**Supplied material:**
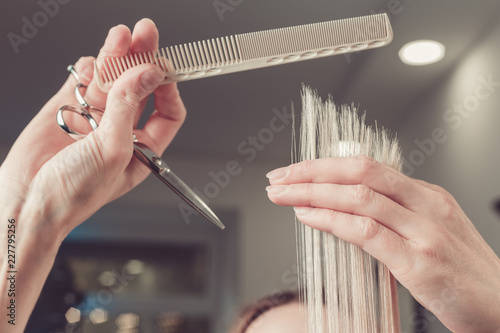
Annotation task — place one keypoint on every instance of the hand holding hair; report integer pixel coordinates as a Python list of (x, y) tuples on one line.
[(415, 228)]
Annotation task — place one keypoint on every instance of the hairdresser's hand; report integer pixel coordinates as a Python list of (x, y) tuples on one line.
[(417, 229), (73, 179), (51, 183)]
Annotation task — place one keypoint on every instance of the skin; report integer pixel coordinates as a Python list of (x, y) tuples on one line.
[(415, 228), (51, 184)]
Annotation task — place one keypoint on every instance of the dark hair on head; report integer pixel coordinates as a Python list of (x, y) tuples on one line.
[(257, 308)]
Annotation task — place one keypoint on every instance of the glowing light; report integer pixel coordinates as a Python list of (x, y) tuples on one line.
[(107, 279), (127, 321), (134, 267), (73, 315), (422, 52), (98, 316)]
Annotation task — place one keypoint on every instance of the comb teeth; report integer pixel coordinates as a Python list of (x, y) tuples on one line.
[(254, 50), (335, 36), (178, 59)]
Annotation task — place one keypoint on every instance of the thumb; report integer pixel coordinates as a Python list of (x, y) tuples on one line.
[(124, 101)]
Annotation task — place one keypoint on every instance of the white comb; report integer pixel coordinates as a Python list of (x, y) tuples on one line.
[(254, 50)]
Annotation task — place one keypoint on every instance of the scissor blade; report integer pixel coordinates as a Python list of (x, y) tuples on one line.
[(167, 176), (186, 193)]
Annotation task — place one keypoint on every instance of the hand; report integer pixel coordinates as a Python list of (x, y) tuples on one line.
[(415, 228), (67, 180), (51, 183)]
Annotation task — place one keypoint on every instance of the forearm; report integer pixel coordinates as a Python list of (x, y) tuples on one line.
[(29, 247)]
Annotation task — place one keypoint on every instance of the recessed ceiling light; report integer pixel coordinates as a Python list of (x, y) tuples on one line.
[(421, 52)]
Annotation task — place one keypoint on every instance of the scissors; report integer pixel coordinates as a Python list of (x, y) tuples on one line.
[(142, 152)]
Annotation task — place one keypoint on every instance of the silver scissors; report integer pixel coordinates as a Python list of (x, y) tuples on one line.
[(141, 151)]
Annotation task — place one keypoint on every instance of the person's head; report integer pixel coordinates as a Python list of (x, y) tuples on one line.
[(277, 313)]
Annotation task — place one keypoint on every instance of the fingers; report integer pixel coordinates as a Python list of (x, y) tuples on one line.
[(356, 170), (166, 120), (365, 232), (358, 200), (124, 102), (117, 44)]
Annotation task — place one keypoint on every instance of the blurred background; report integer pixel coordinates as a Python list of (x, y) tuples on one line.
[(139, 264)]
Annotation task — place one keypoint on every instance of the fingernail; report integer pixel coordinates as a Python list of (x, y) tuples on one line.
[(302, 210), (151, 79), (86, 74), (277, 174), (275, 189)]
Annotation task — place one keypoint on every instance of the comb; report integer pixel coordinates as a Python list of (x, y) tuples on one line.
[(247, 51)]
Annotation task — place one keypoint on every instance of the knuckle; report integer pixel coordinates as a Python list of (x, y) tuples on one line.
[(447, 205), (363, 194), (303, 167), (113, 155), (364, 166), (370, 229)]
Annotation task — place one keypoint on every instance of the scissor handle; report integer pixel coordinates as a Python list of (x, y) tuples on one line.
[(82, 111)]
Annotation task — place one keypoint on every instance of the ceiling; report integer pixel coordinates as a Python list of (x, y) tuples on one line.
[(224, 111)]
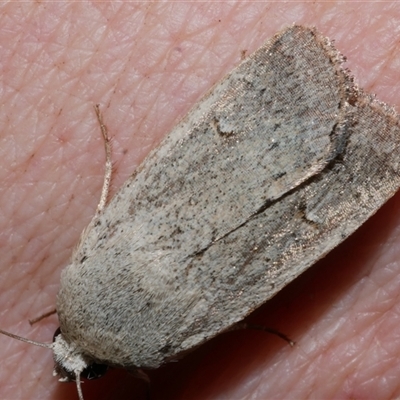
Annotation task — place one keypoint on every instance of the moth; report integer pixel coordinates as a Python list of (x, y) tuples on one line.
[(280, 162)]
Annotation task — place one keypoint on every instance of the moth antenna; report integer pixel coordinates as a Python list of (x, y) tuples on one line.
[(21, 339), (78, 385)]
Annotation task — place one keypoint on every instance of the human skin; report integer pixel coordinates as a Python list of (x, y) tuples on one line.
[(146, 64)]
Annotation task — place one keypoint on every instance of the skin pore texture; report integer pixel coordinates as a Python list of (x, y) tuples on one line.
[(147, 65)]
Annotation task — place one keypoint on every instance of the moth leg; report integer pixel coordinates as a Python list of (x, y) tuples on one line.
[(245, 325), (108, 165)]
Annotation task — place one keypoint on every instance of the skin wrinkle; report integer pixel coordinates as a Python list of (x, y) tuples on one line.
[(300, 308)]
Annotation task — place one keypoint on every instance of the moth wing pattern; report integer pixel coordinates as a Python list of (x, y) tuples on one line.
[(273, 168)]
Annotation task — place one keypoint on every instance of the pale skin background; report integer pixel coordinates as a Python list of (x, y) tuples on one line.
[(147, 64)]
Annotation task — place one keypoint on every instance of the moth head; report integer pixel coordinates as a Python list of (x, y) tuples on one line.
[(70, 363)]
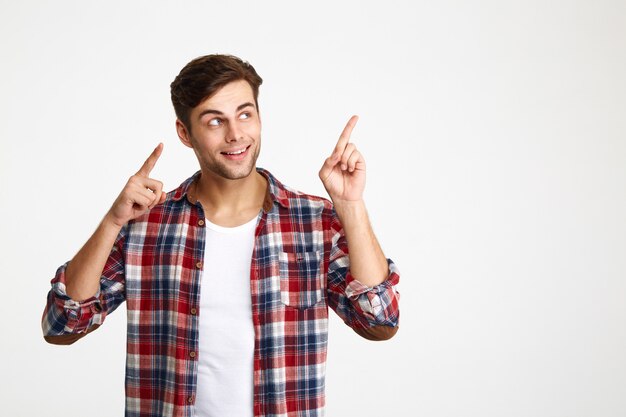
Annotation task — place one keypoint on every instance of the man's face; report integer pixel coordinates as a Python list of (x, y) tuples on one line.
[(225, 132)]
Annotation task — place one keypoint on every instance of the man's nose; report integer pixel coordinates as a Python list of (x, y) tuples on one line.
[(234, 133)]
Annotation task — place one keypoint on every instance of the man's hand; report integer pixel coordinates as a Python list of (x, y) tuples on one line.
[(343, 172), (140, 193)]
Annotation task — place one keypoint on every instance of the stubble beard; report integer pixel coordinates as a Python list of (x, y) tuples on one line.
[(233, 171)]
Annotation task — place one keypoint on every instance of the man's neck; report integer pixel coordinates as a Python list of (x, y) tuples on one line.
[(230, 203)]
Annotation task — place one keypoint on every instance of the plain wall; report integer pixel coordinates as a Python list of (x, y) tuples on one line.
[(495, 138)]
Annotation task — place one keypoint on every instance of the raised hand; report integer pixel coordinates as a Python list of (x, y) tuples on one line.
[(140, 193), (343, 172)]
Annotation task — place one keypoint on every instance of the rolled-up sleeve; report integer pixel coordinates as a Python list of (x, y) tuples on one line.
[(66, 320), (372, 312)]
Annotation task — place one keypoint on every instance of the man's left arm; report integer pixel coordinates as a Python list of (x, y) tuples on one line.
[(343, 176)]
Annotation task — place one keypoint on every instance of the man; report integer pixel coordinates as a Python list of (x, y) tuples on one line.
[(228, 278)]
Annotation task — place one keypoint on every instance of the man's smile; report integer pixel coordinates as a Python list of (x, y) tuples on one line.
[(236, 154)]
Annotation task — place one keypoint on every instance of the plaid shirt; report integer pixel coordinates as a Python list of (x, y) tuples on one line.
[(300, 267)]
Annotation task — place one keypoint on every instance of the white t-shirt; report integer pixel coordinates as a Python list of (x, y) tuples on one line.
[(226, 331)]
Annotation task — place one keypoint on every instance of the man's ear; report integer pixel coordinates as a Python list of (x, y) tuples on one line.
[(183, 133)]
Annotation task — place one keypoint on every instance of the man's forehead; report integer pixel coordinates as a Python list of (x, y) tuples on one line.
[(228, 97)]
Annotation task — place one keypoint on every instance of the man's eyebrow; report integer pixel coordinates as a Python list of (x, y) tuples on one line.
[(219, 113)]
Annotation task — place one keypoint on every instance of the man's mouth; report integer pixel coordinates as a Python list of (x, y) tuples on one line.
[(236, 153)]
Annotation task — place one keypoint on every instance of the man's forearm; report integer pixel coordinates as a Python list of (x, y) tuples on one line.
[(367, 260), (82, 276)]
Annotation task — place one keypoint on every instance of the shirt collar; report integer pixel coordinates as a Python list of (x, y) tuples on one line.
[(276, 191)]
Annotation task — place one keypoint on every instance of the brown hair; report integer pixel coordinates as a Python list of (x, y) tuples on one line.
[(202, 77)]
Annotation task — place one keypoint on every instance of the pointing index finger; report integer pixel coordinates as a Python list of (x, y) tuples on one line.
[(147, 166), (345, 135)]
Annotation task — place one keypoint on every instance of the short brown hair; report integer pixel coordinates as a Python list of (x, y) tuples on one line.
[(202, 77)]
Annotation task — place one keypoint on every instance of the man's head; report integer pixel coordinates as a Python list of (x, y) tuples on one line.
[(215, 98), (202, 77)]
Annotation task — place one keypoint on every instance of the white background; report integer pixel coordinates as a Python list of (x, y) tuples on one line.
[(495, 137)]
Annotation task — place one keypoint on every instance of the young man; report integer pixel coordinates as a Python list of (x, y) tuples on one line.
[(228, 278)]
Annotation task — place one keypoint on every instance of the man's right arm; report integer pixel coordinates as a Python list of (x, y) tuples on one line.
[(79, 299)]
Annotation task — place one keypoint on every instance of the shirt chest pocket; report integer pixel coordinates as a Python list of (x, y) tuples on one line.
[(301, 281)]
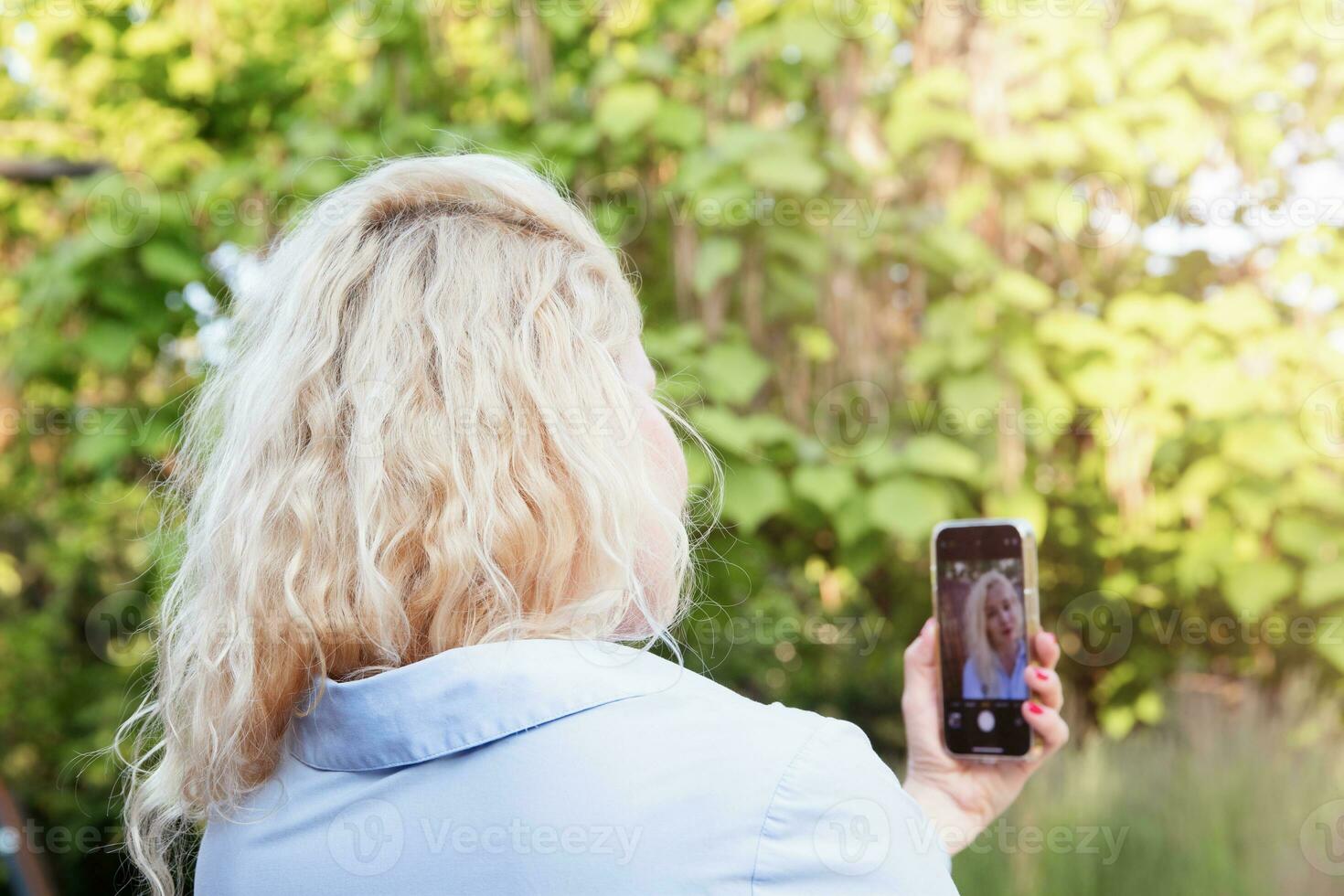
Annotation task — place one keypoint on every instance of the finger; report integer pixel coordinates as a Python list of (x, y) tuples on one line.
[(1046, 687), (1050, 727), (921, 656), (921, 669), (1047, 649)]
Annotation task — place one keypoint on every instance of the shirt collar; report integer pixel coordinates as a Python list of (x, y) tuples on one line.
[(466, 698)]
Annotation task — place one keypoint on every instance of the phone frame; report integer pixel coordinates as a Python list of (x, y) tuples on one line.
[(1031, 612)]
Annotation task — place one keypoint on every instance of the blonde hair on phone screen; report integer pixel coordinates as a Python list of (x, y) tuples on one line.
[(983, 657)]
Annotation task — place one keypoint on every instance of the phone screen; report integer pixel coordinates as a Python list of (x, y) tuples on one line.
[(984, 579)]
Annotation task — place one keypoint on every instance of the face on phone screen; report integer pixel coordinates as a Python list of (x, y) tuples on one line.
[(983, 638)]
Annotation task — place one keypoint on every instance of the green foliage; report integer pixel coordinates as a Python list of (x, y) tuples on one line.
[(897, 268)]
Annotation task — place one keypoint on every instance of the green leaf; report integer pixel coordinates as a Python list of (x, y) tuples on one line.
[(732, 372), (827, 486), (752, 495), (909, 508), (1323, 583), (626, 109), (169, 262), (715, 260), (1023, 291), (1023, 504), (934, 454), (1257, 586)]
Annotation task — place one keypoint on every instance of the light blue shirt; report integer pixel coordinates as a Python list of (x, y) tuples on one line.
[(1011, 687), (566, 767)]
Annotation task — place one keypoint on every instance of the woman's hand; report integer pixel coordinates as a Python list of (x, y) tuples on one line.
[(963, 798)]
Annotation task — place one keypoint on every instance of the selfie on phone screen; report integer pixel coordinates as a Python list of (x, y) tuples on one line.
[(981, 601)]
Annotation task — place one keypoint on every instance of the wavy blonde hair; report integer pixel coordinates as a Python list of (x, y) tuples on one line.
[(403, 453), (981, 652)]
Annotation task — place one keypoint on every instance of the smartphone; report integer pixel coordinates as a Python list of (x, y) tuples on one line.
[(984, 597)]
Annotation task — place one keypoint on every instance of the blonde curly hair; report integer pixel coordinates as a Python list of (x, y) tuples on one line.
[(403, 453)]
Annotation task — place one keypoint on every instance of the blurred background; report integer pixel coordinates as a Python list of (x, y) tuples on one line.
[(1075, 261)]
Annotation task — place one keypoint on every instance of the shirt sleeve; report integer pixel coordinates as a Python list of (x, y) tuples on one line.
[(840, 824)]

**Given task:** Retype the lines of the records above exactly as they appear, starting at the line that contains "the skin wrinkle;" and continuing down through the line that contains "[(300, 308)]".

**The response:**
Annotation task — place one keypoint on every instance of the skin wrinkle; report integer pixel coordinates as a Python list of (x, y) tuples on one line.
[(300, 308)]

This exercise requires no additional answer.